### [REQUIREMENT]
Images are not wanted; transcribe the rest of the listing exactly.

■ ■ ■ ■

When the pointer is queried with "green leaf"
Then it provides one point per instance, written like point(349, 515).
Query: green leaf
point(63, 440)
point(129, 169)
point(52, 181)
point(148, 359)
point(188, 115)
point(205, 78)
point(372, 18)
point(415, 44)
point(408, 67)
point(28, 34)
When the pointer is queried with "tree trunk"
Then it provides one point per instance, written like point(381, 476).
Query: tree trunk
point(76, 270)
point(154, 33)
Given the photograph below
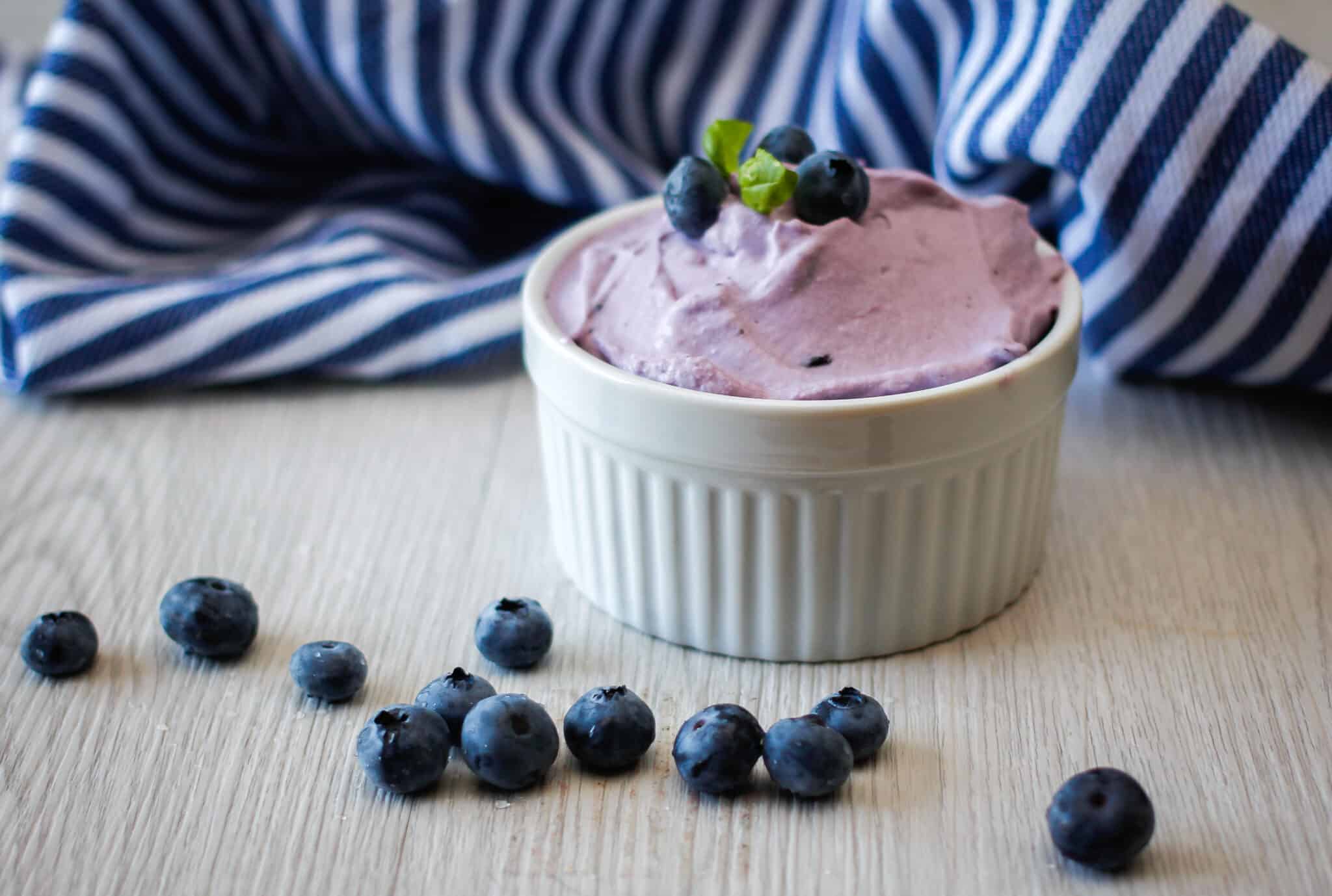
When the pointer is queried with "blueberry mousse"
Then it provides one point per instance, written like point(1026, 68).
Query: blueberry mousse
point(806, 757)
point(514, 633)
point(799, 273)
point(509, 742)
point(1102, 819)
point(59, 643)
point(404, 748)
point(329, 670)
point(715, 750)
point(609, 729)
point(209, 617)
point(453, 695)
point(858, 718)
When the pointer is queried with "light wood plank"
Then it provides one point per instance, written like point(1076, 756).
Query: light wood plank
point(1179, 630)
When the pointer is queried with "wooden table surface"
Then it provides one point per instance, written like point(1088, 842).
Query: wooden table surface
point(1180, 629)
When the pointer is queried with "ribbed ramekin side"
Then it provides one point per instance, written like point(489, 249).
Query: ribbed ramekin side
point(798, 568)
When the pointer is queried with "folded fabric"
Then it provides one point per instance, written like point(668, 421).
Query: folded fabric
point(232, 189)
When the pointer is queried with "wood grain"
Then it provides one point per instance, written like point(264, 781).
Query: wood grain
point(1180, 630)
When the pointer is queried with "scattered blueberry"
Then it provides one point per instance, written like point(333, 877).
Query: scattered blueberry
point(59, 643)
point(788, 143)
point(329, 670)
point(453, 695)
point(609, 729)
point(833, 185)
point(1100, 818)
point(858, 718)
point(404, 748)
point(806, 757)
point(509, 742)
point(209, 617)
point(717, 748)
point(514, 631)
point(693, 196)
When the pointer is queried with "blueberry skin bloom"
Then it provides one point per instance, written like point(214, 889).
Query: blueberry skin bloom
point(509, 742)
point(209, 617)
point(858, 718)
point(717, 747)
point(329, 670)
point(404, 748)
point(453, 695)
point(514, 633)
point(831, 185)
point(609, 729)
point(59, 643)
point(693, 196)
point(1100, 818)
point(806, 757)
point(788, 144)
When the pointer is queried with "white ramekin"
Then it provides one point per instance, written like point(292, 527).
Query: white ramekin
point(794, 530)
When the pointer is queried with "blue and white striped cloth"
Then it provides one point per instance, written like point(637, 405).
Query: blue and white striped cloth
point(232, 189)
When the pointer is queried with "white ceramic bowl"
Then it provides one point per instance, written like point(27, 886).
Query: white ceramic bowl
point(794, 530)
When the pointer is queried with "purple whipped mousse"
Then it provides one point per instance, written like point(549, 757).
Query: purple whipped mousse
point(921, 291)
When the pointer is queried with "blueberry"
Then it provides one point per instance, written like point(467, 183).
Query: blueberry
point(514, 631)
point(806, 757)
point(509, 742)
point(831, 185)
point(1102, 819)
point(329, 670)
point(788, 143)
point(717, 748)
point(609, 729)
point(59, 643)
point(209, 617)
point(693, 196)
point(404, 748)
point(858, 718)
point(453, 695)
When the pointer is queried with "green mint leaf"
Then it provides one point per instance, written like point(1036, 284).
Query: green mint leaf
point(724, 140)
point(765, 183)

■ ■ ■ ■

### [PROBLEM SOLUTION]
When the pointer is queried with "green leaf"
Then it provides one point per instance, written like point(349, 515).
Query: green leaf
point(63, 440)
point(129, 169)
point(52, 181)
point(148, 359)
point(188, 115)
point(205, 78)
point(372, 18)
point(415, 44)
point(408, 67)
point(28, 34)
When the pointer is queried with "tree trunk"
Then it provides one point per instance, written like point(381, 476).
Query: tree trunk
point(76, 270)
point(154, 33)
Given the photograph below
When the pointer is queried with "blueberry mousse"
Then it provides one point per instance, written like point(1026, 68).
Query: blueberry mousse
point(806, 757)
point(514, 633)
point(799, 273)
point(509, 742)
point(1102, 819)
point(59, 643)
point(404, 748)
point(329, 670)
point(715, 750)
point(609, 729)
point(209, 617)
point(453, 695)
point(858, 718)
When the pointer is queried with "light wood plank"
Then it provides one point per instance, written like point(1076, 756).
Query: light wood plank
point(1179, 630)
When the pointer is queried with "wooden table surface"
Then it provides one point per instance, written like point(1088, 842).
Query: wooden table surface
point(1180, 629)
When the pointer is queried with "ribbed ramekin side"
Then it provides one point per instance, written like point(489, 249).
Query: ribbed ramekin side
point(798, 568)
When the pointer is queried with "folded fabric"
Then it provides one point per instance, written like point(668, 421).
Query: folded fabric
point(232, 189)
When the pointer is queried with "wood grain"
Then it provides one point per instance, written like point(264, 781).
Query: wood grain
point(1180, 630)
When the pointer is queried with "scattered blueberry"
Then it provides one point per instance, written like point(333, 877).
Query: scattered blueberry
point(59, 643)
point(788, 143)
point(329, 670)
point(453, 695)
point(609, 729)
point(833, 185)
point(1100, 818)
point(858, 718)
point(404, 748)
point(806, 757)
point(509, 742)
point(209, 617)
point(717, 748)
point(514, 631)
point(693, 196)
When the pointer is queried with "blueberry skin bloom"
Then it provides one point per instance, written like point(214, 889).
Query: blueberry skin bloom
point(509, 742)
point(209, 617)
point(858, 718)
point(717, 747)
point(329, 670)
point(404, 748)
point(453, 695)
point(514, 633)
point(831, 185)
point(609, 729)
point(59, 643)
point(693, 196)
point(1100, 818)
point(806, 757)
point(788, 144)
When the pointer is queried with "white ramekin"
Then it provides one point per instance, written like point(292, 527).
Query: white ramekin
point(794, 530)
When the pointer is queried with "blue and white striped cloth"
Then it provides one point per instance, written like point(637, 405).
Query: blue and white striped cloth
point(232, 189)
When the pointer is queried with "white ceramic bowl"
Then it provides one point per instance, written like point(27, 886).
Query: white ceramic bowl
point(794, 530)
When the pointer is queried with "purple whipped mousse"
Then it provides one point per instance, written like point(549, 757).
Query: purple whipped mousse
point(921, 291)
When the pointer is queried with "blueberry"
Then it provides one point per instance, written like point(467, 183).
Query: blueberry
point(514, 631)
point(806, 757)
point(509, 742)
point(831, 185)
point(1102, 819)
point(329, 670)
point(788, 143)
point(717, 748)
point(609, 729)
point(59, 643)
point(209, 617)
point(693, 196)
point(404, 748)
point(858, 718)
point(453, 695)
When the pointer is queried with "green mint leaf"
Then it provides one point per instance, written like point(1036, 284).
Query: green mint leaf
point(724, 140)
point(765, 183)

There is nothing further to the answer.